Task goal: Extract the complete listing and output it unchanged.

-- Start Provided information --

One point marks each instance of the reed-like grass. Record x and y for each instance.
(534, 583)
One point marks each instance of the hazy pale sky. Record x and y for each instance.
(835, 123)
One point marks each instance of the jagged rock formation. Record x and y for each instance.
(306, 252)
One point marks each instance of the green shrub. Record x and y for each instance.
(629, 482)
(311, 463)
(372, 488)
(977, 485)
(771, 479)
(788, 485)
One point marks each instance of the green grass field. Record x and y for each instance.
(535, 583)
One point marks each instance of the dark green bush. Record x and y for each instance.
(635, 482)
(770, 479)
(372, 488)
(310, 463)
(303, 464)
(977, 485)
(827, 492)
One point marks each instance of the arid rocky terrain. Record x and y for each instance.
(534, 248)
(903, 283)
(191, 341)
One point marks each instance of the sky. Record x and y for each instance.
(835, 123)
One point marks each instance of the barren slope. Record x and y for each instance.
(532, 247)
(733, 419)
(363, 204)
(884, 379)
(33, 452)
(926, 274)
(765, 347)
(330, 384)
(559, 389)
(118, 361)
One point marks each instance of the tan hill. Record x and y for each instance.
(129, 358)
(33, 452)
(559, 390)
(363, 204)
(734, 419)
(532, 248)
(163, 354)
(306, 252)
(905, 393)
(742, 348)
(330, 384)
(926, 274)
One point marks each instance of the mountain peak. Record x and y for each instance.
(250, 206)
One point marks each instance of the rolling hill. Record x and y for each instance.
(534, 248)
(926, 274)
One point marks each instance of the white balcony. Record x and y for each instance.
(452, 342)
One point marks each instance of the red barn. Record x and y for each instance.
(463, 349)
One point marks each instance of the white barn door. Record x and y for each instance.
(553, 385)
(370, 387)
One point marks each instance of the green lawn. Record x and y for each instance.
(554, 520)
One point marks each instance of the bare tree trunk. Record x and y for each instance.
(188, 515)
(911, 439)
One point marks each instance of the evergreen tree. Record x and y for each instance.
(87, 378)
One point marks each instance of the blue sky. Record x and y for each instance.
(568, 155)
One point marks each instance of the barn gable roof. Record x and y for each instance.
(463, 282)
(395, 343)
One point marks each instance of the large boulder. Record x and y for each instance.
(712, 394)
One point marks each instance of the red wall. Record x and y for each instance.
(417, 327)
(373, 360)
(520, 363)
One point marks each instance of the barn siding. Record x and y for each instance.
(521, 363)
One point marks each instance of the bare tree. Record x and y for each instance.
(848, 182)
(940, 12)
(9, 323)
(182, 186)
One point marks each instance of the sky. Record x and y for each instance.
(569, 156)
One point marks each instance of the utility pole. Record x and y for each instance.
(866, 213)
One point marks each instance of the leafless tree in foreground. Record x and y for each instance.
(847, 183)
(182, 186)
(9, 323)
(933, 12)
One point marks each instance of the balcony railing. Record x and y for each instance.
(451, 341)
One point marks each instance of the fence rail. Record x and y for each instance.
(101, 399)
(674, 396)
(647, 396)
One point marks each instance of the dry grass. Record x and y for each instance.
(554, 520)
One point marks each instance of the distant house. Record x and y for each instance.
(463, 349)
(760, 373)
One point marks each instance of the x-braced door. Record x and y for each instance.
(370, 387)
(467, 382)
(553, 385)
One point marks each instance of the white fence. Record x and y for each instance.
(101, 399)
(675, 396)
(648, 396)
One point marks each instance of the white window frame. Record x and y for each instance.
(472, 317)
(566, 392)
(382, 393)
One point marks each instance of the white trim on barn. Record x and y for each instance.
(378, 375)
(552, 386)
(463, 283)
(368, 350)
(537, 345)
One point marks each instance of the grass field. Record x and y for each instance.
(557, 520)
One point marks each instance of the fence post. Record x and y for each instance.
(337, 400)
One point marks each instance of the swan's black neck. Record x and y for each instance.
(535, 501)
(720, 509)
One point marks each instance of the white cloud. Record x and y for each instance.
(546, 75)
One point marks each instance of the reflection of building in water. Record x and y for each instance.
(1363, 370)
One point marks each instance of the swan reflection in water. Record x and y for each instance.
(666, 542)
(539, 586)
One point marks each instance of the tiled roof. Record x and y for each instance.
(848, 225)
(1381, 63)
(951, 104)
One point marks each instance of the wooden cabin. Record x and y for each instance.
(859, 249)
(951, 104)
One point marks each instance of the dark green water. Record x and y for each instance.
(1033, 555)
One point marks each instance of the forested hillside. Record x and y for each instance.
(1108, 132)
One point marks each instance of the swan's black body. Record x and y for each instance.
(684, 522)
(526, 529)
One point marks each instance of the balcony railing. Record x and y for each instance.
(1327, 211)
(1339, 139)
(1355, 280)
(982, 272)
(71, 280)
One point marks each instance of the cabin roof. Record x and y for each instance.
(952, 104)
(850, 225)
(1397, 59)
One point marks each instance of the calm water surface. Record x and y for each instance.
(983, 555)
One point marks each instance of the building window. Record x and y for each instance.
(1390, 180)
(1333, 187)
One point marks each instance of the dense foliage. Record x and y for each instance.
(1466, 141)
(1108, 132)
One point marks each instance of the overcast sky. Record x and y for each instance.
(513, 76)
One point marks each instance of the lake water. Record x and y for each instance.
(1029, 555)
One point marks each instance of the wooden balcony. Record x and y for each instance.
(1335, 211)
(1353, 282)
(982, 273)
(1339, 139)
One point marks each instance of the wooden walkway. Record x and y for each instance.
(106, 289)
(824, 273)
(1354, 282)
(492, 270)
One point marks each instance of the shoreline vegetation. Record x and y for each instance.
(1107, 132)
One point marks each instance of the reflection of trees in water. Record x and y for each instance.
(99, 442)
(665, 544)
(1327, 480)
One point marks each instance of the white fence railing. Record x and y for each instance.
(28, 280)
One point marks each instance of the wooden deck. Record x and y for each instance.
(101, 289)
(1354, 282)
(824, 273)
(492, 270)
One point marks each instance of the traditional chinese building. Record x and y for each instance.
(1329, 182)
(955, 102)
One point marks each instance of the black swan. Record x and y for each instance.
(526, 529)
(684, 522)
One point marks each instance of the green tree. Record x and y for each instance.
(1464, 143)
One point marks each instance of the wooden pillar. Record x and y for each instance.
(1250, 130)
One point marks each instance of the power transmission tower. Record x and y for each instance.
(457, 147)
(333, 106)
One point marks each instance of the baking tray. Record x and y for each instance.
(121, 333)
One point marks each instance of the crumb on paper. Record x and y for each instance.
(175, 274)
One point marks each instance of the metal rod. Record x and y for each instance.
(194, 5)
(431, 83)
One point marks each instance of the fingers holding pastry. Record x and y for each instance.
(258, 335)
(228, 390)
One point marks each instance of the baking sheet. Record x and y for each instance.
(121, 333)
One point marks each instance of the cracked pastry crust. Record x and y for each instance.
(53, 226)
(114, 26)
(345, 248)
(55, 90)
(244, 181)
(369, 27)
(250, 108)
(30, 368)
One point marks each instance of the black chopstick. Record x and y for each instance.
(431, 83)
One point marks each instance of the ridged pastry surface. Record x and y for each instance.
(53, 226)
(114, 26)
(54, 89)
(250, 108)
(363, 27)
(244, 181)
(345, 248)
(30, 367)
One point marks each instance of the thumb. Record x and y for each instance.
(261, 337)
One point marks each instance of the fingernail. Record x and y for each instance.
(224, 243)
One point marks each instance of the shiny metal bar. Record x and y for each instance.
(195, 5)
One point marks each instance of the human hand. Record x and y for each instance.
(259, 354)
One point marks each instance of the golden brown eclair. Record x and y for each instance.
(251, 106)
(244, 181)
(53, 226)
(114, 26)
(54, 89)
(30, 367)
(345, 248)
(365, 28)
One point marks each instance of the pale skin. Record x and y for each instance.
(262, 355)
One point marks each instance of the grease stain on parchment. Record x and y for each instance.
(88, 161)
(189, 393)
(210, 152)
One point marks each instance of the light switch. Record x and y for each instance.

-- End Provided information --

Result:
One point marks each instance of the reed-like grass. Record x and y for each instance.
(534, 583)
One point marks each instance of the hazy pale sky. Record x and y for each instance.
(835, 123)
One point marks each instance of the jagged rock formation. Record x and y for each instance.
(306, 252)
One point marks each instance of the green shrub. Record x and y for each instance.
(629, 482)
(311, 463)
(372, 488)
(977, 485)
(771, 479)
(788, 485)
One point marks each instance of the green grass field. Record x and y for each instance.
(535, 583)
One point marks each instance of the dark green bush. Record x and y for each instance.
(635, 482)
(770, 479)
(372, 488)
(310, 463)
(303, 464)
(977, 485)
(827, 492)
One point marks each instance of the arid rocky terrain. Record x and y for each instance.
(534, 248)
(903, 283)
(191, 341)
One point marks each instance of the sky. Record x and y for each instance.
(835, 123)
One point marks each instance of the barren slope. Record x and y for each instance.
(532, 247)
(733, 419)
(363, 204)
(884, 379)
(33, 452)
(926, 274)
(765, 347)
(330, 384)
(559, 389)
(118, 361)
One point marks each instance of the tan hill. Record x and y for each instance.
(129, 358)
(33, 452)
(559, 390)
(363, 204)
(734, 419)
(532, 248)
(163, 354)
(306, 252)
(905, 393)
(742, 348)
(330, 384)
(926, 274)
One point marks each instance of the mountain peak. Record x and y for each instance.
(250, 206)
One point marks each instance of the rolling hill. Record x and y for each instance.
(534, 248)
(926, 274)
One point marks each instance of the white balcony. Record x and y for each instance.
(452, 342)
One point marks each instance of the red barn. Record x and y for each instance.
(463, 349)
One point marks each instance of the white barn door. Record x and y for each instance.
(553, 385)
(370, 387)
One point marks each instance of the green lawn. Record x and y for each instance.
(554, 520)
One point marks each instance of the bare tree trunk. Record x and y for each instance.
(188, 515)
(911, 439)
One point marks each instance of the evergreen tree. Record x and y for each instance.
(87, 378)
One point marks each instance of the blue sky. Record x and y for each instance.
(568, 155)
One point marks each instance of the barn gable roof. Record x and y for each instance.
(463, 282)
(395, 343)
One point marks each instance of the large boulder. Record x and y for each instance.
(712, 394)
One point marks each instance of the red wall. Record x and y for each instance.
(417, 327)
(373, 360)
(520, 363)
One point marks each instance of the barn siding. Record x and y for each instance.
(521, 363)
One point marks each instance of the bare tree. Record x and y for each instance.
(848, 182)
(940, 12)
(9, 323)
(182, 186)
One point marks each instance of the sky. Record x and y for each instance.
(569, 156)
One point marks each instance of the utility pole. Record x and y for each instance.
(866, 213)
One point marks each instance of the leafless tree in foreground. Record x and y for each instance.
(847, 183)
(182, 186)
(9, 323)
(933, 12)
One point marks each instance of the balcony railing. Record x and y for each instance.
(451, 341)
One point marks each instance of the fence rail. Record x and y for each instance.
(101, 399)
(674, 396)
(647, 396)
One point marks each instance of the dry grass. Record x and y for each instance.
(554, 520)
One point marks each instance of the distant house. Record x and y for each instance.
(463, 349)
(760, 373)
One point marks each instance of the x-braced door. Record x and y for each instance.
(370, 387)
(467, 382)
(553, 385)
One point marks each instance of the white fence. Record x and y for each instance.
(101, 399)
(675, 396)
(648, 396)
One point marks each instance of the white window frame. Record x and y for each instance.
(472, 317)
(566, 392)
(382, 393)
One point marks each instance of the white trim on barn. Record x and y for each instance.
(378, 375)
(552, 386)
(463, 283)
(368, 350)
(537, 345)
One point marks each instance of the grass field. Record x and y for each instance.
(557, 520)
One point marks each instance of the fence post. Record x and y for each instance.
(337, 400)
One point marks each instance of the swan's black neck. Record x and y for each instance.
(535, 501)
(720, 509)
One point marks each instance of the white cloud. Record x and y for each instance.
(546, 75)
One point marks each instance of the reflection of building in water. Record x and y for each instance.
(1363, 370)
One point marks each instance of the swan reflection in water. Record x and y for each instance.
(666, 542)
(539, 586)
One point marks each instance of the tiled roof. Record x and y for each instance.
(848, 225)
(1381, 63)
(951, 104)
One point marks each instance of the wooden cabin. Record x and y for each instance.
(859, 249)
(951, 104)
One point marks each instance of the dark green water. Record x and y for each instance.
(1033, 555)
One point marks each instance of the forested hillside. Record x and y for each instance.
(1108, 132)
One point marks each instance of the swan's black body. Record x and y for each instance.
(684, 522)
(526, 529)
One point marks each instance of the balcony railing. Record x and y for each instance.
(1327, 211)
(1339, 139)
(1355, 280)
(982, 272)
(71, 280)
One point marks each instance of the cabin roof. Record x and y for each instance.
(952, 104)
(850, 225)
(1397, 59)
One point marks each instance of the calm water surface. Record x and y for each instance.
(983, 555)
One point marks each instance of the building window. Record x and y for each instance.
(1390, 180)
(1333, 187)
One point marks each instance of the dense foliage. Record x and y for each instance.
(1466, 141)
(1108, 132)
One point marks each instance of the overcast sky. Record x and y for each instance.
(513, 76)
One point marks each instance of the lake water. Record x and y for each instance.
(1029, 555)
One point marks each instance of the wooden balcony. Record x and y for each instance.
(1335, 211)
(1353, 282)
(982, 273)
(1339, 139)
One point marks each instance of the wooden walkway. Record x and y for each instance.
(106, 289)
(824, 273)
(1354, 282)
(492, 270)
One point marks each instance of the shoreline vegetation. Record x and y for each instance.
(1107, 132)
One point marks each instance of the reflection of trees in water. Record x and y for each instance.
(99, 442)
(665, 544)
(1327, 480)
One point marks each instance of the white fence railing. Record x and y for each instance.
(28, 280)
One point marks each instance of the wooden deck. Record x and y for each instance.
(101, 289)
(1354, 282)
(824, 273)
(492, 270)
One point marks each instance of the traditional chinese building. Record x and y for each instance.
(1329, 182)
(955, 102)
One point marks each instance of the black swan. Record x and y for each instance.
(526, 529)
(684, 522)
One point marks each instance of the green tree. Record x and y for each instance.
(1464, 143)
One point marks each instance of the wooden pillar. Record x and y for each instance.
(1250, 130)
One point marks each instance of the power transmission tower. Record x and y for each instance.
(457, 147)
(333, 106)
One point marks each instance of the baking tray. Record x and y for each instance.
(121, 333)
One point marks each instance of the crumb on paper. Record x and y for each instance.
(175, 274)
One point marks each instance of the metal rod. Record x and y for each instance.
(194, 5)
(431, 83)
One point marks each instance of the fingers holding pastry. Record x and y for each instance.
(258, 335)
(228, 390)
One point marks each instance of the baking sheet. Record x and y for each instance.
(121, 333)
One point marks each instance of the cracked pastry crust. Record x and y for each instance.
(53, 226)
(114, 26)
(345, 248)
(55, 90)
(244, 181)
(369, 27)
(250, 108)
(30, 368)
One point marks each instance of the black chopstick. Record x and y for each instance.
(431, 83)
One point marks each instance of the ridged pastry surface. Record x and y for each instance.
(53, 226)
(114, 26)
(54, 89)
(250, 108)
(363, 27)
(244, 181)
(345, 248)
(30, 367)
One point marks each instance of the thumb. Record x and y for each instance.
(261, 337)
One point marks each instance of the fingernail. Record x and y for each instance.
(224, 243)
One point marks each instance of the shiny metal bar. Record x and y for each instance.
(195, 5)
One point marks each instance of the human hand. Record x and y for each instance.
(259, 354)
One point marks each instance of the golden brown eclair. Record x and y for each instance.
(251, 106)
(244, 181)
(53, 226)
(114, 26)
(54, 89)
(30, 367)
(345, 248)
(365, 28)
One point marks each instance of the pale skin. Record x and y for each instance.
(262, 355)
One point marks each instance of the grease stain on parchment. Record x and y for each instance.
(88, 161)
(189, 393)
(210, 152)
One point marks each instance of the light switch. Record x and y for each instance.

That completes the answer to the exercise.